» WHAT TO PRODUCE:
In the rows below, copy word for word everything from the line containing "detect_objects — Locates the specified blue illuminated" down to the line containing "left=179, top=11, right=323, bottom=44", including both of those lines. Leave the pictures out of your copy.

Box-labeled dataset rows
┌──
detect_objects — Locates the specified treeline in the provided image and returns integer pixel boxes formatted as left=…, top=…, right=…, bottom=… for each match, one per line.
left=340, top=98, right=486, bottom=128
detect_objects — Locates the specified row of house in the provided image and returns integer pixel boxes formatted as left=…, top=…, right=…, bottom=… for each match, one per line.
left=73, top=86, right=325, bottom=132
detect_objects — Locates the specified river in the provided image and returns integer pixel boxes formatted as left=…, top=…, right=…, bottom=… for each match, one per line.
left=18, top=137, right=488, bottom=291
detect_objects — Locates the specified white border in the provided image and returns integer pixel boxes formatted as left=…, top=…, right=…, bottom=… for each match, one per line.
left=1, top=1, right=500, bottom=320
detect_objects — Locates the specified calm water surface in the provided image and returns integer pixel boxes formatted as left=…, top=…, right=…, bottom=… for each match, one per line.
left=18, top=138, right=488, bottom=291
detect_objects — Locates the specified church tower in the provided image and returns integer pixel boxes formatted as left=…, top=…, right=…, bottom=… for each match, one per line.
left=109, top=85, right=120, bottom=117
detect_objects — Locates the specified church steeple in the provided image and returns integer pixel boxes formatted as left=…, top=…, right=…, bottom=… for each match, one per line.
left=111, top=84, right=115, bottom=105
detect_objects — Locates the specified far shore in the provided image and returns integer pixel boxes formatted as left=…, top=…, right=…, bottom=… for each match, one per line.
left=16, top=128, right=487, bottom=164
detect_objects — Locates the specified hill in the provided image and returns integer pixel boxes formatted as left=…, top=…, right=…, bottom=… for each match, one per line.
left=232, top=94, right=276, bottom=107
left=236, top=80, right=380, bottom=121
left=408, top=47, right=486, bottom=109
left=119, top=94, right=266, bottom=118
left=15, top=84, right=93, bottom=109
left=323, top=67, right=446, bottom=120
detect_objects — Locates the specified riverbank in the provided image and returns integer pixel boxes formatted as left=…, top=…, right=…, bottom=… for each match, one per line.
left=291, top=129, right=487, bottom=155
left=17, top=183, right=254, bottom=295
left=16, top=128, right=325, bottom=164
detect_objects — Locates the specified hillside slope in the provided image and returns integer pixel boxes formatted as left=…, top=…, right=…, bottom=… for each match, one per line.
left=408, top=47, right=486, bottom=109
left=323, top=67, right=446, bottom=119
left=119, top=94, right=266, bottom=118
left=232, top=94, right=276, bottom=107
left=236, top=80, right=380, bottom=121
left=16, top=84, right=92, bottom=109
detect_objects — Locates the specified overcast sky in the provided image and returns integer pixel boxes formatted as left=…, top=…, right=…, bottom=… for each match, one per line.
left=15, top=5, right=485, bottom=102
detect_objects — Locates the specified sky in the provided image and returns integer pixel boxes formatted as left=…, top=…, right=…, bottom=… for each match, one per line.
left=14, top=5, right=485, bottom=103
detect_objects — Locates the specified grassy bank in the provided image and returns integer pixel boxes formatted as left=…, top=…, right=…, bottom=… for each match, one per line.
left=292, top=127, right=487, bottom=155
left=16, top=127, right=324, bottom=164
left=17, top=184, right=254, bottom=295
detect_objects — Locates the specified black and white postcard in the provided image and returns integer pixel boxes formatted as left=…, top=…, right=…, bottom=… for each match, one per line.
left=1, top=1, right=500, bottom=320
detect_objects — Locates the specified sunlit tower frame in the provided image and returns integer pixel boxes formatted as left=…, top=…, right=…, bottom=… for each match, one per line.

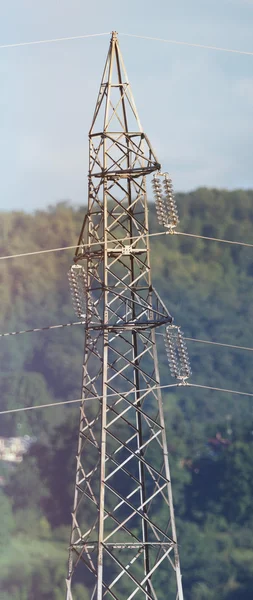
left=66, top=32, right=187, bottom=600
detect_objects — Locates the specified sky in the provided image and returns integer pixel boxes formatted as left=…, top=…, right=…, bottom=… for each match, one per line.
left=0, top=0, right=253, bottom=212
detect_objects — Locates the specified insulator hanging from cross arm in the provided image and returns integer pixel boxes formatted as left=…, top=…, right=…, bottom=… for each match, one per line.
left=163, top=174, right=179, bottom=227
left=151, top=173, right=179, bottom=229
left=68, top=265, right=88, bottom=318
left=165, top=325, right=191, bottom=381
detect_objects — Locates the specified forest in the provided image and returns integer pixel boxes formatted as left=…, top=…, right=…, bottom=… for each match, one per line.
left=0, top=188, right=253, bottom=600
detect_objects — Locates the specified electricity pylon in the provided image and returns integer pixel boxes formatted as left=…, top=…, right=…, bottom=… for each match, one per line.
left=67, top=32, right=183, bottom=600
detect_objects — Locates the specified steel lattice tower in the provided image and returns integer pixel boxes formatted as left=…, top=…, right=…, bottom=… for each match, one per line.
left=67, top=32, right=183, bottom=600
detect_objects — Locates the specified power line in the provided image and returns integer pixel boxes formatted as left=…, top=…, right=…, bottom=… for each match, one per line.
left=174, top=231, right=253, bottom=248
left=0, top=31, right=253, bottom=56
left=0, top=31, right=110, bottom=49
left=185, top=334, right=253, bottom=352
left=120, top=33, right=253, bottom=56
left=0, top=382, right=253, bottom=415
left=0, top=321, right=253, bottom=352
left=0, top=383, right=180, bottom=415
left=0, top=321, right=86, bottom=337
left=156, top=332, right=253, bottom=352
left=188, top=383, right=253, bottom=398
left=0, top=231, right=253, bottom=260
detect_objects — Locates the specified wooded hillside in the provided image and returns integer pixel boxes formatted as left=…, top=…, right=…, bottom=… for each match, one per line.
left=0, top=188, right=253, bottom=600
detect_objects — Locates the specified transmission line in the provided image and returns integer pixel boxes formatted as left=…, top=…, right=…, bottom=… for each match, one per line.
left=0, top=31, right=109, bottom=49
left=0, top=383, right=180, bottom=415
left=0, top=231, right=253, bottom=260
left=0, top=321, right=253, bottom=352
left=0, top=380, right=253, bottom=415
left=0, top=31, right=253, bottom=56
left=120, top=33, right=253, bottom=56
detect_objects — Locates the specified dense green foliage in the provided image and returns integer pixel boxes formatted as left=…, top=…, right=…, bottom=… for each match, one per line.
left=0, top=189, right=253, bottom=600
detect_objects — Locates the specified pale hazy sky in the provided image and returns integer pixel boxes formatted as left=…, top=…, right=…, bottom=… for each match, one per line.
left=0, top=0, right=253, bottom=211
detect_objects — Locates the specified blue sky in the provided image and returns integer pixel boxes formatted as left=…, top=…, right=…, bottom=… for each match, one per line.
left=0, top=0, right=253, bottom=211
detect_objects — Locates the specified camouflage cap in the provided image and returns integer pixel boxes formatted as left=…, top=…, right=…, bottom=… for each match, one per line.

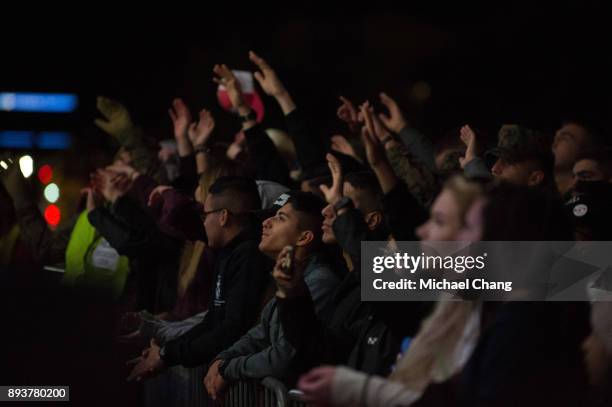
left=486, top=124, right=553, bottom=162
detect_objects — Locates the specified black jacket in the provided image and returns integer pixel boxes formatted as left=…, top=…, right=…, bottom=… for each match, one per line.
left=278, top=183, right=431, bottom=375
left=162, top=229, right=273, bottom=367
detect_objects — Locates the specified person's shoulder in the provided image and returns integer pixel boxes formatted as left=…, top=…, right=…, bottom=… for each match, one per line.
left=304, top=259, right=340, bottom=283
left=231, top=239, right=270, bottom=264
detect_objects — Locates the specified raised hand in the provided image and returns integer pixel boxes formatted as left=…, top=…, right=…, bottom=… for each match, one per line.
left=378, top=92, right=408, bottom=134
left=147, top=185, right=172, bottom=206
left=319, top=153, right=343, bottom=205
left=459, top=124, right=477, bottom=168
left=188, top=109, right=215, bottom=146
left=331, top=134, right=361, bottom=162
left=249, top=51, right=287, bottom=97
left=91, top=169, right=132, bottom=202
left=81, top=187, right=102, bottom=212
left=336, top=96, right=361, bottom=133
left=360, top=102, right=387, bottom=167
left=94, top=96, right=135, bottom=137
left=168, top=98, right=191, bottom=142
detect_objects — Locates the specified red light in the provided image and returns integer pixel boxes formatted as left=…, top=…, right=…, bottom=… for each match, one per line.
left=38, top=165, right=53, bottom=185
left=45, top=205, right=62, bottom=226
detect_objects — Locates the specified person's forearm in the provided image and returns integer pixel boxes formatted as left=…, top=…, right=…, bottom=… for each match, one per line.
left=276, top=92, right=295, bottom=116
left=196, top=151, right=209, bottom=175
left=398, top=126, right=436, bottom=171
left=176, top=137, right=193, bottom=157
left=372, top=162, right=398, bottom=194
left=236, top=106, right=257, bottom=131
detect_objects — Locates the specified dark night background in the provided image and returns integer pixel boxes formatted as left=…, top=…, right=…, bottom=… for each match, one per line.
left=0, top=4, right=612, bottom=405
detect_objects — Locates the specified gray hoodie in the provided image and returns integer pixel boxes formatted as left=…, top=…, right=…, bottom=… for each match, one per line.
left=213, top=254, right=340, bottom=388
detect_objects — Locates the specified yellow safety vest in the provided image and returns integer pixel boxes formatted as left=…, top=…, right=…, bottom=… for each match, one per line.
left=62, top=211, right=130, bottom=299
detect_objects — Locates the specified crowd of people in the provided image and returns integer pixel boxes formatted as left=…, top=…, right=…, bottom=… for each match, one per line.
left=0, top=52, right=612, bottom=406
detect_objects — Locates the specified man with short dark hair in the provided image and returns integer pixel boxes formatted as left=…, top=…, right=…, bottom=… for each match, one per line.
left=128, top=177, right=272, bottom=380
left=204, top=192, right=339, bottom=399
left=552, top=119, right=595, bottom=194
left=464, top=124, right=554, bottom=188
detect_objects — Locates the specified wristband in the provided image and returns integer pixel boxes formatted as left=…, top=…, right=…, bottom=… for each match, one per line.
left=240, top=110, right=257, bottom=123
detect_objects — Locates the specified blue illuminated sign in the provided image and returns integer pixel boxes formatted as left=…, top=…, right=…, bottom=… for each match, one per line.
left=0, top=130, right=72, bottom=150
left=0, top=92, right=79, bottom=113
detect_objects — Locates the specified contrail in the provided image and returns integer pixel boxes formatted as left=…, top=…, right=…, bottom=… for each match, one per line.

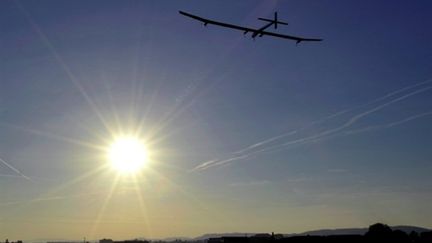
left=344, top=111, right=432, bottom=135
left=0, top=158, right=31, bottom=181
left=250, top=86, right=432, bottom=152
left=192, top=80, right=432, bottom=171
left=233, top=79, right=432, bottom=154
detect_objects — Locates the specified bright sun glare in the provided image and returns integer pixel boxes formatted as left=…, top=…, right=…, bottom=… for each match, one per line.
left=108, top=136, right=148, bottom=174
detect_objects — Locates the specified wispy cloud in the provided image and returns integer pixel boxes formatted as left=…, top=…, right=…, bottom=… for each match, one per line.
left=230, top=180, right=271, bottom=187
left=191, top=80, right=432, bottom=171
left=0, top=158, right=31, bottom=181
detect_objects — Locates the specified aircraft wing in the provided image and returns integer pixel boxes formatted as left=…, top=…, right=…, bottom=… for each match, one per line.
left=179, top=11, right=256, bottom=32
left=260, top=31, right=323, bottom=43
left=179, top=11, right=322, bottom=44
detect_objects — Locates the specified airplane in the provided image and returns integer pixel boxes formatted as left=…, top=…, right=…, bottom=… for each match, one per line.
left=179, top=11, right=323, bottom=44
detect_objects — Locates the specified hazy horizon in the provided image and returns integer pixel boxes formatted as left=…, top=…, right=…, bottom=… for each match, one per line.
left=0, top=0, right=432, bottom=241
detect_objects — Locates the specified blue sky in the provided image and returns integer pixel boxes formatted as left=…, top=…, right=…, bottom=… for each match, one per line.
left=0, top=1, right=432, bottom=239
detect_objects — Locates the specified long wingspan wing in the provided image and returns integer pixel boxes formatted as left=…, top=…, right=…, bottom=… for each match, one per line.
left=260, top=31, right=323, bottom=43
left=179, top=11, right=256, bottom=32
left=179, top=11, right=322, bottom=44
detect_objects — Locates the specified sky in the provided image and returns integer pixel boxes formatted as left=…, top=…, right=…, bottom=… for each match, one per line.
left=0, top=0, right=432, bottom=241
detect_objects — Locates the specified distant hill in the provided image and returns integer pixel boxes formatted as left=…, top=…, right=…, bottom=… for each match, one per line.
left=192, top=225, right=431, bottom=241
left=193, top=232, right=258, bottom=240
left=296, top=225, right=430, bottom=235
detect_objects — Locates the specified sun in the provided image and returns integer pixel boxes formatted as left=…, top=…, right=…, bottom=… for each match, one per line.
left=107, top=136, right=148, bottom=174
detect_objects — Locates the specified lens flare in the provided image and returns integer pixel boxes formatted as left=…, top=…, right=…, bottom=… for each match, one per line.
left=108, top=136, right=148, bottom=174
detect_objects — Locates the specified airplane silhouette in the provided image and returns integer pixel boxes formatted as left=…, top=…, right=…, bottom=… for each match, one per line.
left=179, top=11, right=322, bottom=44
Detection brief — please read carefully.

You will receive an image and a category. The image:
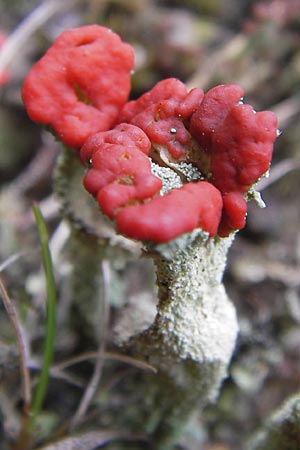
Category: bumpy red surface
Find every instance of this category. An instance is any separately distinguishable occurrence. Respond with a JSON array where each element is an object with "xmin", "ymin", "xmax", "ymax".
[
  {"xmin": 119, "ymin": 78, "xmax": 204, "ymax": 160},
  {"xmin": 116, "ymin": 181, "xmax": 223, "ymax": 242},
  {"xmin": 23, "ymin": 25, "xmax": 277, "ymax": 242},
  {"xmin": 190, "ymin": 84, "xmax": 277, "ymax": 234},
  {"xmin": 22, "ymin": 25, "xmax": 134, "ymax": 147},
  {"xmin": 0, "ymin": 31, "xmax": 9, "ymax": 87},
  {"xmin": 81, "ymin": 124, "xmax": 162, "ymax": 218}
]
└──
» RESPONSE TO THE EXERCISE:
detect_objects — Locates the specified blue illuminated sign in the provided image and returns integer pixel boxes formatted as left=…, top=…, right=…, bottom=… for each match, one per line.
left=0, top=130, right=72, bottom=150
left=0, top=92, right=79, bottom=113
detect_objects — Locates the specified contrail in the provided image and returns integer pixel boxes formatted as left=…, top=…, right=…, bottom=… for each match, one per line.

left=344, top=111, right=432, bottom=135
left=0, top=158, right=31, bottom=181
left=250, top=86, right=432, bottom=152
left=192, top=80, right=432, bottom=171
left=233, top=79, right=432, bottom=154
detect_objects — Locates the specified bright sun glare in the provided image and returns integer pixel boxes formatted as left=…, top=…, right=…, bottom=… for each match, one per line.
left=108, top=136, right=148, bottom=174
detect_objects — Locates the specified wispy cloud in the provided image and returns integer pixel boxes formatted as left=…, top=…, right=…, bottom=… for each match, one per line.
left=230, top=180, right=271, bottom=187
left=191, top=80, right=432, bottom=171
left=0, top=158, right=31, bottom=181
detect_objects — Locates the specified aircraft wing in the provided image and returns integer pixel boxes formatted as left=…, top=…, right=…, bottom=… for each match, one per line.
left=179, top=11, right=256, bottom=32
left=260, top=31, right=323, bottom=43
left=179, top=11, right=322, bottom=44
detect_objects — Locates the specified airplane in the provided image and returns integer pixel boxes formatted as left=…, top=…, right=…, bottom=… for each match, one per line.
left=179, top=11, right=323, bottom=44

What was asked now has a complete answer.